▶ [Request]:
Edit the passage on grief by rewriting everything from "But now, 4 weeks" down to "feet all over again.", replacing "waves" with "swells" throughout.

But what I'm discovering is that they're not stages that are set in order. And just because I was angry 2 weeks ago doesn't mean I'm done with it. In fact, yesterday I had to deal with anger all over again. Just because I seem to be doing well this week does not mean I'm on the uphill path from now on. No, what I have discovered is that grief comes in waves.
The initial wave hits you at the moment of impact. For me, the moment my mom's words sunk in over the phone "Rusty's dead." was my moment of impact. For a moment, it loomed up in front of me, very large and terrifying, and then it crashed down over me and all around me, engulfing everything near and dear to me. In those first few days, that initial wave was all-consuming. I couldn't find my footing in the aftermath of that wave. If it had not been for the support of our friends and church families in those first days, we would not have been able to keep our heads above water.
The waves right after that all hit you with a cold, sharp impact that can take your breath away. But then, the waters ebb. The waves seem to stop. You're still standing in waist-deep water that you have to slog through, but at least you're able to gain your footing. You can take a deep breath. Maybe you're going to make it after all.
But now, 4 weeks later (gosh, can it really already be 4 weeks? How is that possible?), what I'm learning is that the waves still come. Sometimes they come one right after another. Sometimes they are spread out. Some of the waves are small and gently wash over you - you feel it's presence, but it's almost a comforting grief. (There's an oxymoron. But really, if you've lost a loved one, in those moments of acceptance of what's happened, you want to be sad. They are worth grieving over, and knowing that you're still feeling that is, in a way, comforting. It's sort of like a reassurance of the bond you had with them.)Other waves are strong and hit hard, knocking you off your feet all over again.
Anything can trigger these waves - whether it's a memory of the one you've lost, or suddenly realizing a particular dream has died with that person, or even just a disappointment that has nothing at all to do with your loss. From last Thursday through Sunday, I was having a succession of those hard waves that knock you off your feet. By Sunday, I was a wreck and cried more that day than any other day since Rusty died, I think. Then today, just as suddenly, those waves have subsided, and I'm trying to slog through just the "regular" grief.

▶ [Record extracts]:
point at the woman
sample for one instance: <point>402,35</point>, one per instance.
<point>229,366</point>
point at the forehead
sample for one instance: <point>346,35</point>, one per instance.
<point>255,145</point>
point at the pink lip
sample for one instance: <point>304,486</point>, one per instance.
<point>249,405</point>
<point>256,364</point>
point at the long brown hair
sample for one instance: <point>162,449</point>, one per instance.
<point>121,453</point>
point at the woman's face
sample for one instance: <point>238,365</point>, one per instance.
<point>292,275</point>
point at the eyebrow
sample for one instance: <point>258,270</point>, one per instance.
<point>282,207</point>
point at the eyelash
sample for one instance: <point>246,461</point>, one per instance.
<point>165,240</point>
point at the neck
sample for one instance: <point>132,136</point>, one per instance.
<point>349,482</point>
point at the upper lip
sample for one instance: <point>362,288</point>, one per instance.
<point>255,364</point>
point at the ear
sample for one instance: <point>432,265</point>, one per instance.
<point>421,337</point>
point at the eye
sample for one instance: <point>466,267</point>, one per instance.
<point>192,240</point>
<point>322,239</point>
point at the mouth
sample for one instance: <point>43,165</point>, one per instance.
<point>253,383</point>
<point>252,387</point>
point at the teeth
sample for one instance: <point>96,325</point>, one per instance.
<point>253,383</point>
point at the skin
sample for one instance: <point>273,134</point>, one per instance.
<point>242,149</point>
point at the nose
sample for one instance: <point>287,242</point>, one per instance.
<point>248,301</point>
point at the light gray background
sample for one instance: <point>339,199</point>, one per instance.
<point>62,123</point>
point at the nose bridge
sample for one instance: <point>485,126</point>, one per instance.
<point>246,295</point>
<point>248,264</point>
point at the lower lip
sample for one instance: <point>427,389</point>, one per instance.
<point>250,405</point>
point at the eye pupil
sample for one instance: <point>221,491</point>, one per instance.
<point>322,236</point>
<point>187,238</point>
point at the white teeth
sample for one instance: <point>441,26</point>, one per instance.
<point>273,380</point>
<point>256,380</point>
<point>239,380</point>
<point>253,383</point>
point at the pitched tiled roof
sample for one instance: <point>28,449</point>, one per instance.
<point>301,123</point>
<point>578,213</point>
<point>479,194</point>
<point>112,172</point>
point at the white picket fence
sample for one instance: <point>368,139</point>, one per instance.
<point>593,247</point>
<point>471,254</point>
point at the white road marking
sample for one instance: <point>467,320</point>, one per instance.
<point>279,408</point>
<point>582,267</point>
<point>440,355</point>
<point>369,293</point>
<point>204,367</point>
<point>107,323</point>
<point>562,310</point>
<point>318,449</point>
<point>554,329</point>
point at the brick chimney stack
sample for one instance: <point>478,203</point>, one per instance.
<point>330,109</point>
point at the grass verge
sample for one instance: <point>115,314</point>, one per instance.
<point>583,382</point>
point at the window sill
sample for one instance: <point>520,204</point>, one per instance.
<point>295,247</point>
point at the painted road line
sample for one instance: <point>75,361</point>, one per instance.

▶ [Final result]:
But now, 4 weeks later (gosh, can it really already be 4 weeks? How is that possible?), what I'm learning is that the swells still come. Sometimes they come one right after another. Sometimes they are spread out. Some of the swells are small and gently wash over you - you feel it's presence, but it's almost a comforting grief. (There's an oxymoron. But really, if you've lost a loved one, in those moments of acceptance of what's happened, you want to be sad. They are worth grieving over, and knowing that you're still feeling that is, in a way, comforting. It's sort of like a reassurance of the bond you had with them.)Other swells are strong and hit hard, knocking you off your feet all over again.